::: Trecho da página

Inserido no contexto da
polarização das redes sociais, Jair Bolsonaro (PP-RJ) ocupou o centro do debate
jurídico nesta semana. Na terça-feira (21 de junho de 2016) o STF
aceitou denúncia contra o referido deputado federal pelo crime de incitação ao
crime (art. 286, CP). Uma onda de comentários varreu a internet. Enquanto
os partidários de Jair Bolsonaro proclamavam uma conspiração da Excelsa Corte
contra o irascível deputado, doutro lado da trincheira ideológica, outros
faziam textões sobre a importância de combater a cultura do estupro.
O problema, pelo menos da
perspectiva acadêmica, é que a polarização é absolutamente contraproducente
quando a proposta é determinar a correção jurídica da denúncia. Por isso,
tentar-se-á discutir o fato da forma mais neutra possível, deixando de lado
ideologias político-partidárias e concentrando-se no problema jurídico.
O CASO
Em 2003, durante uma entrevista,
Jair Bolsonaro foi interrompido pela deputada Maria do Rosário (PT-RS). Os
fatos foram filmados e o vídeo é reproduzido abaixo.
Anos depois, no dia 9 de dezembro
de 2014, Jair Bolsonaro retorna para tribuna da Câmara dos Deputados para
contradizer um discurso de Maria do Rosário contra a ditadura militar. O vídeo
encontra-se abaixo.
A repercussão foi instantânea,
retumbando pelos veículos
de imprensa e, também, nas redes sociais. No dia seguinte, entrevistado pelo Zero
Hora, o deputado afirma que não teme processos e tentou explicar o contexto
de sua declaração dizendo: “Ela não merece porque ela é muito ruim, porque ela
é muito feia. Não faz meu gênero. Jamais a estupraria”.

::::::
::: Dados disponíveis

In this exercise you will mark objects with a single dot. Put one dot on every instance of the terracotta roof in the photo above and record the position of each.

::::::

▶ [Complete o seguinte]:
a: Responda, com base no trecho da página:
(i) Em que data o STF aceitou a denúncia contra Jair Bolsonaro?
(ii) Por qual crime foi aceita essa denúncia?
(iii) Em que dia Jair Bolsonaro voltou à tribuna da Câmara dos Deputados para contradizer um discurso de Maria do Rosário?
b: Como fica em inglês esta frase do trecho da página: "Por isso, tentar-se-á discutir o fato da forma mais neutra possível, deixando de lado ideologias político-partidárias e concentrando-se no problema jurídico."?
c: Reproduza sem alterações o trecho da página entre "O problema, pelo" e "é reproduzido abaixo.", incluindo ambos.

▶ [Resoluções comentadas]:
a:
(i) Na terça-feira, 21 de junho de 2016.
(ii) Por incitação ao crime (art. 286, CP).
(iii) Em 9 de dezembro de 2014.

b: For this reason, an attempt will be made to discuss the matter as neutrally as possible, setting aside party-political ideologies and focusing on the legal problem.

c:
O problema, pelo menos da
perspectiva acadêmica, é que a polarização é absolutamente contraproducente
quando a proposta é determinar a correção jurídica da denúncia. Por isso,
tentar-se-á discutir o fato da forma mais neutra possível, deixando de lado
ideologias político-partidárias e concentrando-se no problema jurídico.
O CASO
Em 2003, durante uma entrevista,
Jair Bolsonaro foi interrompido pela deputada Maria do Rosário (PT-RS). Os
fatos foram filmados e o vídeo é reproduzido abaixo.